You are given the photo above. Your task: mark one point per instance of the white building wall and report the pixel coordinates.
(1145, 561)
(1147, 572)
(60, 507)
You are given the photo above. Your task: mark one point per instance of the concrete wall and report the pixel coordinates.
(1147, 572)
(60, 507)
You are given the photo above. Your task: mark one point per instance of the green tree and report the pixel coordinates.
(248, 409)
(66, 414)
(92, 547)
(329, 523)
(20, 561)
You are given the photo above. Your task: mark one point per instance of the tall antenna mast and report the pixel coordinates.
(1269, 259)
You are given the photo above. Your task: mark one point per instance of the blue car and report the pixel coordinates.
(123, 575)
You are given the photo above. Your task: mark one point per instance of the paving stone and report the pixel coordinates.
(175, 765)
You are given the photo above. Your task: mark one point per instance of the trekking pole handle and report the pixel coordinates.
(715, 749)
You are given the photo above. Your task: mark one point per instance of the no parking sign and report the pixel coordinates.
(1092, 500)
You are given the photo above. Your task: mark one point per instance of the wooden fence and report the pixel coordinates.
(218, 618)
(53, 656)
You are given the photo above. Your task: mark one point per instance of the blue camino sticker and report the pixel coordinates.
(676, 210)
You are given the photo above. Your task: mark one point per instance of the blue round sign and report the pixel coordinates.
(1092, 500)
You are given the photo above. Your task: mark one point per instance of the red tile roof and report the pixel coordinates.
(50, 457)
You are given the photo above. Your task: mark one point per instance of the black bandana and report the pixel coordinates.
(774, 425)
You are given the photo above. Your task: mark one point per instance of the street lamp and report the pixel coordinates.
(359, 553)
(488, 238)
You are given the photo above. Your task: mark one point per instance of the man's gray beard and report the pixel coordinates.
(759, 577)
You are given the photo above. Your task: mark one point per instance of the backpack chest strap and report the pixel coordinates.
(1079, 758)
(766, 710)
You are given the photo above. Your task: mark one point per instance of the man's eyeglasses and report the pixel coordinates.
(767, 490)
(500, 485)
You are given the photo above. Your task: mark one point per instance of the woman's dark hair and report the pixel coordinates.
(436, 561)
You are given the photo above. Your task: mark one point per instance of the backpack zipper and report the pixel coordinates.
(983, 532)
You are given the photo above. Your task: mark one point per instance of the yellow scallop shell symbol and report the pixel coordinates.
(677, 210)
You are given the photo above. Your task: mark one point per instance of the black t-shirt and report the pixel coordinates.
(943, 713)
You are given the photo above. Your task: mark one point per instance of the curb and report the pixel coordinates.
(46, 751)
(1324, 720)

──────

The problem: Rewrite the items from the line containing "fence and report the pixel coordinates." through the end of the items, both ends included. Replace "mark one point per instance" with "put a single point on each instance" and change nothing else.

The answer:
You are given the photo above. Your task: put a single point on each instance of the wooden fence and report the pixel coordinates.
(218, 618)
(53, 656)
You are given the photo above. Your task: put a single point on each instance of the blue camino sticker and report the pixel coordinates.
(676, 210)
You are given the photo above. Your task: put a single point on each instance of the blue round sign and report the pixel coordinates.
(1092, 500)
You are given the photo above. Your task: put a single point on each instance of the red tile roof and report the pixel coordinates.
(50, 457)
You are given the photo above. Your task: put a single point on each instance of the black bandana and report the pixel coordinates.
(774, 425)
You are given the photo above. Your task: put a single point on each instance of the street lamp and report the pixel coordinates.
(359, 553)
(488, 238)
You are given the photo above. Your task: put a single point on each instance of the man's gray beard and report the pixel coordinates.
(759, 577)
You are given the photo above. Your task: put a single point on each instance of the backpack chest strap and report the pixel coordinates.
(1079, 758)
(766, 710)
You are given the photo above. Your task: put a single point on each instance of the man's eyeglasses and report the pixel coordinates.
(767, 490)
(500, 485)
You are given the photo above. Your task: put a single point on each instance of the woman's dark hair and report the pixel coordinates.
(436, 561)
You are given the photo above. Your task: put a single point on each instance of the backpack zipper and report the pixel coordinates.
(983, 532)
You are given the photo above. Your task: put a single point on each instance of the yellow scallop shell symbol and report the pixel coordinates.
(677, 210)
You are given the photo above. Your task: put a single point on each instance of the black t-shirt and report the pixel coordinates.
(943, 713)
You are given the photo above. Your task: put a single point on each instance of the curb and report the pixel coordinates.
(46, 751)
(1324, 720)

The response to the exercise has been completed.